本文抜粋:
══════════════════════════════
Xは、宇都宮市に対し、市は事業実施事業者に対し、補助金2億6113万8000円を交付し、同事業者は同補助金を主要な財源とし堆肥化施設を整備。

Y(農林水産大臣から権限の委任を受けた農林水産省関東農政局長)の原告に対する補助金の交付決定には、交付事業者であるXは「間接交付事業者に対し事業により取得し、又は効用の増加した財産の処分についての承認をしようとするときは、あらかじめ関東農政局長の承認を受けなければならない」との条件(「本件交付決定条件」)が附されていた。

申請を受けて、
関東農政局長⇒X、X⇒市に対し、
市長が事業実施事業者に対し、本件施設に対する担保権の設定を承認し、担保権が設定された。

さらに、申請を受けて、順次同様に、
本件施設につき、担保権事項に際しての承認がされ、担保権実行により売却がされた。
その際、Xは、補助金等に係る予算の執行の適正化に関する法律(「法」)22条に基づき、承認を申請⇒関東農政局長は、国庫補助金相当額の納付を条件(本件約款)として承認(本件承認)し、その後、原告は、関東農政局長の国庫補助金相当額1億9659万956円の納付の求めに応じ、同金額の納付(本件返納)をした。

X:本件承認は法令上の根拠を欠き、本件附款も法的効力が認められない⇒Yは本件返納により法律上の原因なく前記金額を利得下⇒Yに対し、不当利得返還請求権に基づき、同額の支払を求めた。
══════════════════════════════
データ抜粋:
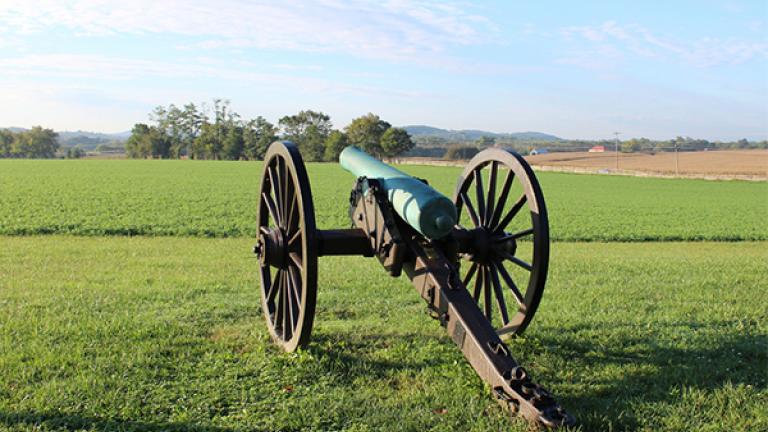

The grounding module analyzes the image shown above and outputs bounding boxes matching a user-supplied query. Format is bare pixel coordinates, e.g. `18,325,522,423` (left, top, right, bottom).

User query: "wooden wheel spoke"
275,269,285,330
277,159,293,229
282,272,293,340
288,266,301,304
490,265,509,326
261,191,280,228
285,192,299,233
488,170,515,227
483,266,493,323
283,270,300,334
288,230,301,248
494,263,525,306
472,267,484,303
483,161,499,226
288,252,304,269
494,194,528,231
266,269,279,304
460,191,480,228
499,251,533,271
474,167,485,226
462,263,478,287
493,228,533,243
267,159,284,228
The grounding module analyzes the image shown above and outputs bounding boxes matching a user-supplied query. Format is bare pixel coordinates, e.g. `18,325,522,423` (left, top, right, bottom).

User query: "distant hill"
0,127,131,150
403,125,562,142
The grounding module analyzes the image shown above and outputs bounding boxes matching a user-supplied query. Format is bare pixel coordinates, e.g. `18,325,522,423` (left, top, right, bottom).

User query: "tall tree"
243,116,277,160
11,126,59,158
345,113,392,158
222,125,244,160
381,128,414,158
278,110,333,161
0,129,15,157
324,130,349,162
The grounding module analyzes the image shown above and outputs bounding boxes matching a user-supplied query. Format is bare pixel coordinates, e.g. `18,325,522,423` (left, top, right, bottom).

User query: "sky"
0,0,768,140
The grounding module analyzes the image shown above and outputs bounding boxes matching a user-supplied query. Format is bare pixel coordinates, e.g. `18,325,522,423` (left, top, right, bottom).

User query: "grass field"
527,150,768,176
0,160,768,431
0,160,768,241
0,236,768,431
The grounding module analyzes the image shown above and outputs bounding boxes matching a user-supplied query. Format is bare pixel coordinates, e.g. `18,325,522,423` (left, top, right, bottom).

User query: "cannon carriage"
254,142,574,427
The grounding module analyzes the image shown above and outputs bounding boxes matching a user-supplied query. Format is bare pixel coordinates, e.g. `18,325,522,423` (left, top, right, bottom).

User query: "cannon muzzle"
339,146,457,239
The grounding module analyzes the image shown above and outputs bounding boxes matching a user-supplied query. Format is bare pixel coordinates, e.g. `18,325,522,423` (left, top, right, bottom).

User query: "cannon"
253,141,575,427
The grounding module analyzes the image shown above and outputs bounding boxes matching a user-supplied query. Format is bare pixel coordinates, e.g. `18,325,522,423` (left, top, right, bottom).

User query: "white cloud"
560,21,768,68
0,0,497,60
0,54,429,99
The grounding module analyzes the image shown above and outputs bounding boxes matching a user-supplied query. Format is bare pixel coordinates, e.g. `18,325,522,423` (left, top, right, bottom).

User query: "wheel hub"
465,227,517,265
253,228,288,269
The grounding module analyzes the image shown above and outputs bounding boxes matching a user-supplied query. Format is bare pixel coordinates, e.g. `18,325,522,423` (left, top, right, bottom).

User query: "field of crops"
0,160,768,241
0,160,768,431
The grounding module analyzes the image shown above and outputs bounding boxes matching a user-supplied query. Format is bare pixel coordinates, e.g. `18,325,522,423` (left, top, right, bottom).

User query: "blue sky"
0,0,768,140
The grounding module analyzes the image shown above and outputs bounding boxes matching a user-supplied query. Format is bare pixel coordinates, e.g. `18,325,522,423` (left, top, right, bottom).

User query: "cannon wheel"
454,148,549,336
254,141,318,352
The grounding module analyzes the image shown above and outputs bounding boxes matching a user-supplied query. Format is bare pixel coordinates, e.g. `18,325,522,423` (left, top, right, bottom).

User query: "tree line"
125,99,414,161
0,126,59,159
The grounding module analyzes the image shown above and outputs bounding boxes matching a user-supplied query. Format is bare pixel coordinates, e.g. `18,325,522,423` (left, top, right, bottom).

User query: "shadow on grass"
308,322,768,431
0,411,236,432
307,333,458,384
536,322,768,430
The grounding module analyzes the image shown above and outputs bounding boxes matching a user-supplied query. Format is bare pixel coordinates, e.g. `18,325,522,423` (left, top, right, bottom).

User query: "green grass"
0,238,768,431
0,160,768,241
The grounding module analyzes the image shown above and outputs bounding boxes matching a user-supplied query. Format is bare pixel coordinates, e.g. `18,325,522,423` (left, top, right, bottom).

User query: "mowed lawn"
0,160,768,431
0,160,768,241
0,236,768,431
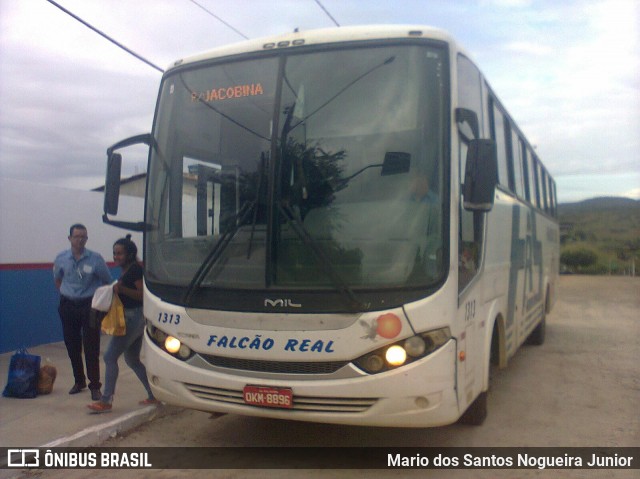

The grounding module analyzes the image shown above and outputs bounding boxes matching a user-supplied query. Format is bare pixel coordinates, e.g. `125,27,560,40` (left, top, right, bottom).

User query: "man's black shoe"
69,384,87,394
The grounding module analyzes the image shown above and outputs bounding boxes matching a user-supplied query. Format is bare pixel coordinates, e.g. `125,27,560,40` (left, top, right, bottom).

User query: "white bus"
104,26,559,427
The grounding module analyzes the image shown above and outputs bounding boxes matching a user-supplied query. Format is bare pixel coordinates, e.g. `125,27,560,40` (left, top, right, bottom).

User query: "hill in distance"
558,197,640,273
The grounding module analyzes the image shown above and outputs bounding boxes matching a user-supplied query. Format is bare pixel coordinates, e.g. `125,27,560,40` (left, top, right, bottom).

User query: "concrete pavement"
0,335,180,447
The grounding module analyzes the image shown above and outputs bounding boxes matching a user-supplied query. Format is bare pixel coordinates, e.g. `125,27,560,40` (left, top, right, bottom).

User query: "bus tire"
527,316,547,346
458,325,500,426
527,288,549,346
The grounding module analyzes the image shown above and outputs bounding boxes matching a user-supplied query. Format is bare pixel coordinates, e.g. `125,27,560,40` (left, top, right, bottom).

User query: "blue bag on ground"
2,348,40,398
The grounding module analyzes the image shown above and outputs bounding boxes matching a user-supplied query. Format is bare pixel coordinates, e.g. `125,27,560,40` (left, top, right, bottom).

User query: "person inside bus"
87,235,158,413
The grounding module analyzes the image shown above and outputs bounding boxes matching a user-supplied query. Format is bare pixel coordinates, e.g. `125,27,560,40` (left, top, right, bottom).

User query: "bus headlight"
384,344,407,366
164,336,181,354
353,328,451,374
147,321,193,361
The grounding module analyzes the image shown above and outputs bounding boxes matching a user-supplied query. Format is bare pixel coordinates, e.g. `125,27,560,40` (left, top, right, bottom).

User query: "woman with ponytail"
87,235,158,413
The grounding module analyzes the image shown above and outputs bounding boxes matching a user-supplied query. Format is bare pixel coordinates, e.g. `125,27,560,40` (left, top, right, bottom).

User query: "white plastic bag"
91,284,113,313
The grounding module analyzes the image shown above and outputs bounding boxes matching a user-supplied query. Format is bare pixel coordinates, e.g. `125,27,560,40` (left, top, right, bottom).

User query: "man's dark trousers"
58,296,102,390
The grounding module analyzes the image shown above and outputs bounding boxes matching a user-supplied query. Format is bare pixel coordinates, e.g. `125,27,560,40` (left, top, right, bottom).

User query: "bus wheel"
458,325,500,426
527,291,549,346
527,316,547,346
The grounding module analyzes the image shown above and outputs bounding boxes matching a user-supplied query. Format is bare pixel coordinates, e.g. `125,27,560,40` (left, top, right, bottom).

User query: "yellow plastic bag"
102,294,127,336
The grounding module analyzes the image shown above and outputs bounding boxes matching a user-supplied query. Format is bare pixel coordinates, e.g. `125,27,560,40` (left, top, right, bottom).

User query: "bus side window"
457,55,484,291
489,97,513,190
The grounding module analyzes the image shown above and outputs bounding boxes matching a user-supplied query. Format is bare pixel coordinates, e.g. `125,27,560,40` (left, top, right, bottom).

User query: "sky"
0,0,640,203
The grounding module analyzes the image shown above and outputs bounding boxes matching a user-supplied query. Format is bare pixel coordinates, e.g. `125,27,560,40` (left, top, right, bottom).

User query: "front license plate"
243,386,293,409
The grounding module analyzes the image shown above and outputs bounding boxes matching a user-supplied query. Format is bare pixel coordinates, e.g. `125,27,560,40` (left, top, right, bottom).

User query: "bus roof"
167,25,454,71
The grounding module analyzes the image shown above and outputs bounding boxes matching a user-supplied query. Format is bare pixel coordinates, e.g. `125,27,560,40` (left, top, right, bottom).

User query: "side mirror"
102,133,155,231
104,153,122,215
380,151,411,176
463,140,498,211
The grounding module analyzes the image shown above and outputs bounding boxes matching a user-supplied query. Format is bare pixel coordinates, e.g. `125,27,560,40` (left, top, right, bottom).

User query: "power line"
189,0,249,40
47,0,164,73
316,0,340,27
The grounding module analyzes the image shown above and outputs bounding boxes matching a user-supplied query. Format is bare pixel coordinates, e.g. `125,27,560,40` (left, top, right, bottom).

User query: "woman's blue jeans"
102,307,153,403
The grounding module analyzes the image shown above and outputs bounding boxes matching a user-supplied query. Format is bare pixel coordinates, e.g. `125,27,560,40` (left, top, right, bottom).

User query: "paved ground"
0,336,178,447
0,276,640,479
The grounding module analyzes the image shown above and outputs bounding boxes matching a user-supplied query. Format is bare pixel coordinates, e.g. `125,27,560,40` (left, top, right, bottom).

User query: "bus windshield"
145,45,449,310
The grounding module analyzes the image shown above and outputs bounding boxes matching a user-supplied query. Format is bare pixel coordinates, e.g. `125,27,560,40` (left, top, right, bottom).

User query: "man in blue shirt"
══════════════════════════════
課題: 上にある、補助金の返納をめぐる訴訟の概要を、最後の文の後から書き継いでください。

課題への回答:
<争点> 本件承認の対象が何か、いわゆる違法行為の転換が認められるか

<関連訴訟>
❶栃木県が宇都宮市に対して補助金相当額の返還を求めた訴訟
❷本件返納が違法であることを理由として栃木県知事が県知事個人に対して損害賠償請求を求めた住民訴訟

❶訴訟
県の市に対する交付決定においては、事業実施業者による財産処分に際して県の承認を要する旨の条件が附されておらず、また、Xの補助金等交付規則は事業実施事業者による財産処分に適用されない⇒県の市に対する承認には法令上の根拠がなく、その附款を根拠に補助金相当額の返還を求めることはできない⇒県の請求を棄却。
上告受理申立ても、不受理決定。

❷訴訟
第1審:
本件承認は法22条に基づいてされているが、同条に基づいてすることはできず、また、担保権実行の際に同条に基づく承認は必要ない
⇒本件承認には法令上の根拠がなく、その附款として附された本件附款にも効力を認めることはできない⇒本件返納は違法であり、県知事は責任を負う。

控訴審:
本件返納は違法but県知事には過失はない。
上告及び上告受理申立ては、棄却兼不受理決定。

原判決に民訴法312条1項及び2項所定の上告理由がなく、また、
民訴法318条1項所定の法令の解釈に関する重要な事項を含むとはいえない
などとされたもので、控訴審判決の判断内容自体について、最高裁として、本件返納が違法である旨を判断したものではない。

<1審>
本件承認は法的に不存在であり、その附款である本件附款を根拠とする納付の求めも法的に不存在⇒原告の請求を認容。
本件承認は、法22条に基づいてなされたものであるところ、同条は、間接補助事業者等である事業実施事業者のする本件施設の財産処分には適用されない⇒本件承認には根拠法を誤った過失がある。
but
本件承認は、いわゆる違法行為の転換により、法7条3項を根拠にされたものと読み替えることができ、これに附された本件附款が、法の趣旨に照らして違法・無効とはいえない。
but
本件承認は、本件施設の担保権実行による所有権の移転を対象としてされたものであり、担保権実行についての承認は不必要⇒承認としての法的意味が認められない⇒法的に不存在なものと評価。

<原審>
1審と結論同じ。
いわゆる違法行為の転換の理論により、本件承認が法7条3項による本件交付決定条件を根拠としてされたものとして法的根拠のある行政行為とすることはできない。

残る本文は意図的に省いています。